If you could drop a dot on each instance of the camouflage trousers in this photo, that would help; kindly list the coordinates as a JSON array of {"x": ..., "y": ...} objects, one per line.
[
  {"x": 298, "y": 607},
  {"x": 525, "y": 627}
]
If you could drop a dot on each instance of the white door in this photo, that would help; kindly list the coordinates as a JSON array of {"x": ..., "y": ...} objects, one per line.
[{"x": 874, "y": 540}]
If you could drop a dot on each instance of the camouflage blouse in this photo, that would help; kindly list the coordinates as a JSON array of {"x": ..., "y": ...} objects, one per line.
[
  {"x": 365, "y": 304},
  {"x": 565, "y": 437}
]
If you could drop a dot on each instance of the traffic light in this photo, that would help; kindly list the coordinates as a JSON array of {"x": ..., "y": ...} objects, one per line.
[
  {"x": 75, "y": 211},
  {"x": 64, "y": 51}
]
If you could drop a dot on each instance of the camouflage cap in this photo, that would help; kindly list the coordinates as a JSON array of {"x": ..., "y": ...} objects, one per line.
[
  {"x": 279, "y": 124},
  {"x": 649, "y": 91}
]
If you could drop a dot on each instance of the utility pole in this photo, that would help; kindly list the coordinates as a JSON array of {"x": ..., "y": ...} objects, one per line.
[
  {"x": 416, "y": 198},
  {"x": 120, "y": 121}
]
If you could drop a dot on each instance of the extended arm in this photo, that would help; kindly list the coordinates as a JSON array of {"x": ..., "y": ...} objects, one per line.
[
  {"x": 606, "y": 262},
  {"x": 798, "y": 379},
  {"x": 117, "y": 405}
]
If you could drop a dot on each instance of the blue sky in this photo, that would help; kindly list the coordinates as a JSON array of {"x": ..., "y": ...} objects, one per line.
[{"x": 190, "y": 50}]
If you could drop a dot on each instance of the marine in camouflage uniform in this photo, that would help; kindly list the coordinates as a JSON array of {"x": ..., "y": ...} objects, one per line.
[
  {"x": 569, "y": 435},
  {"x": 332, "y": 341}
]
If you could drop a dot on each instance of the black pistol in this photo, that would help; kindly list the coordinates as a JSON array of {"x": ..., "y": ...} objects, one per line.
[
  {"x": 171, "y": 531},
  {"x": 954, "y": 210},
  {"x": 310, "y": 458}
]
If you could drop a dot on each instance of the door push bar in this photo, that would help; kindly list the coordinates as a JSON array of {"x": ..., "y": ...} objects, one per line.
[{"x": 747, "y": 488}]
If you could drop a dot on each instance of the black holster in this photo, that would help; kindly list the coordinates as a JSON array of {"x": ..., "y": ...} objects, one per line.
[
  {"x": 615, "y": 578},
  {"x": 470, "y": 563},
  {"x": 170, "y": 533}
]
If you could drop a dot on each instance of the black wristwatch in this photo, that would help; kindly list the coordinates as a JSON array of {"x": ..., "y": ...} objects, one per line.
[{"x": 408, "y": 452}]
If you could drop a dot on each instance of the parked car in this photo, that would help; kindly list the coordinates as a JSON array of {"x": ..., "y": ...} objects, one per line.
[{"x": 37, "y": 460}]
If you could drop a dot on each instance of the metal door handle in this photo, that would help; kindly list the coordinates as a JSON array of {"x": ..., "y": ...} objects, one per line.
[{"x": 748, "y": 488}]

| WRITTEN PROBLEM |
Copy all of the data. Keep every word exactly as it is.

| RESPONSE TO THIS TASK |
If you could drop a dot on each instance of the camouflage trousers in this photo, that would help; kindly list the coordinates as a JSON array of {"x": ..., "y": ...} objects, one per line.
[
  {"x": 298, "y": 607},
  {"x": 525, "y": 627}
]
If you could drop a dot on each instance of the white door in this photo, that would help; kindly list the coordinates as a JSON array of {"x": ..., "y": ...} objects, one per line.
[{"x": 874, "y": 540}]
If you could drop a dot on each instance of the camouflage blouse in this photo, that would help; kindly list the coordinates as a JSON array of {"x": ..., "y": ...} objects, one per line.
[
  {"x": 365, "y": 304},
  {"x": 565, "y": 437}
]
If you could drop a dot on each instance of the traffic light in this photo, that would help; kindly list the coordinates as a JSON array of {"x": ..., "y": ...} objects, one per line.
[
  {"x": 75, "y": 211},
  {"x": 64, "y": 51}
]
If you could drop a dot on each instance of the camouflage cap in this photo, that would help; kindly list the coordinates as a JSON array of {"x": ..., "y": ...} objects, one per line.
[
  {"x": 279, "y": 124},
  {"x": 649, "y": 91}
]
If you could drop a dot on each instance of the utility pole in this photo, that would help; kindly list the coordinates as a JSON array of {"x": ..., "y": ...} objects, one per line.
[
  {"x": 416, "y": 198},
  {"x": 120, "y": 121}
]
If you could drop a dot on each instance of the extended arm in this photo, that would help; kindly list the coordinates as a JSON array of {"x": ..., "y": ...} objects, one per line.
[
  {"x": 606, "y": 262},
  {"x": 798, "y": 379},
  {"x": 117, "y": 405}
]
If you could drop a dot on each instance of the blue sky in this photo, that would help; kindly list the coordinates as a JSON array of {"x": ..., "y": ...} objects, one per line.
[{"x": 190, "y": 50}]
If you could drop a dot on each instance of the marine in camouflage uniform in this photo, that would help; kindly list the coordinates as a JSON array of {"x": ..., "y": ...} objects, one per line.
[
  {"x": 569, "y": 435},
  {"x": 332, "y": 341}
]
If you could drop a dot on each instance of the black pistol in this photo, that would help; kindly list the coordinates as a JSON array of {"x": ..., "y": ...} objects, one per line.
[
  {"x": 171, "y": 531},
  {"x": 954, "y": 210},
  {"x": 310, "y": 458}
]
If you could drop a dot on each instance of the door push bar in this photo, that would help; kindly list the coordinates as a JSON array of {"x": ..., "y": ...} objects, one per line.
[{"x": 747, "y": 488}]
If you could drop a dot on each instance of the black holster in this photo, that would help; kindly list the coordinates as a JSON array of {"x": ..., "y": ...} objects, one per line.
[
  {"x": 615, "y": 578},
  {"x": 470, "y": 563},
  {"x": 170, "y": 533}
]
If you could drop a dot on each instance of the black wristwatch in this photo, that would help; kindly list the coordinates as a JSON array of {"x": ..., "y": ...} objects, one per line.
[{"x": 408, "y": 452}]
If you could drop a dot on each instance of the parked car in this photo, that would help; kindly list the coordinates as a JSON array of {"x": ..., "y": ...} objects, one per line.
[{"x": 37, "y": 460}]
If you could drop a dot on each instance of the metal door handle in this photo, that would help; kindly list the coordinates as a JSON array of {"x": ..., "y": ...} objects, one per line.
[{"x": 748, "y": 488}]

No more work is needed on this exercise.